• RECORDS TO USE:
Start

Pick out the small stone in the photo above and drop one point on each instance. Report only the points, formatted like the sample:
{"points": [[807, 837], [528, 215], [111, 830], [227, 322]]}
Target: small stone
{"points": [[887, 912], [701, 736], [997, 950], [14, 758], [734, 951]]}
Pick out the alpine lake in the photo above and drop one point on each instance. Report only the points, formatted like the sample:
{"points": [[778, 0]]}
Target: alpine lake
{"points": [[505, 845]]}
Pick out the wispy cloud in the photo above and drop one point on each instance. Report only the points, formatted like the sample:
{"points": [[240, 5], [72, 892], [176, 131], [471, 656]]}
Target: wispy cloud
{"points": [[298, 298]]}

End

• REQUIRED WORK:
Retype every one of the records above verbatim, reproducing each line in its original order.

• ANSWER FOR THE TASK:
Pick out the small stone in the photo above and drop one point on each instance. Report only the points, formatted like the sample:
{"points": [[807, 837], [528, 215], [111, 830], [227, 322]]}
Target: small stone
{"points": [[887, 912], [701, 736], [997, 950], [14, 758], [734, 951]]}
Pick out the alpine lake in the photo above and drop one point on each instance. Report only the points, formatted like the sample:
{"points": [[778, 0]]}
Target: alpine lake
{"points": [[505, 845]]}
Pick out the wispy cloud in the photo above and drop one point on each instance. Report only the points, formatted like the sample:
{"points": [[240, 5], [72, 892], [176, 131], [471, 656]]}
Target: wispy cloud
{"points": [[298, 298]]}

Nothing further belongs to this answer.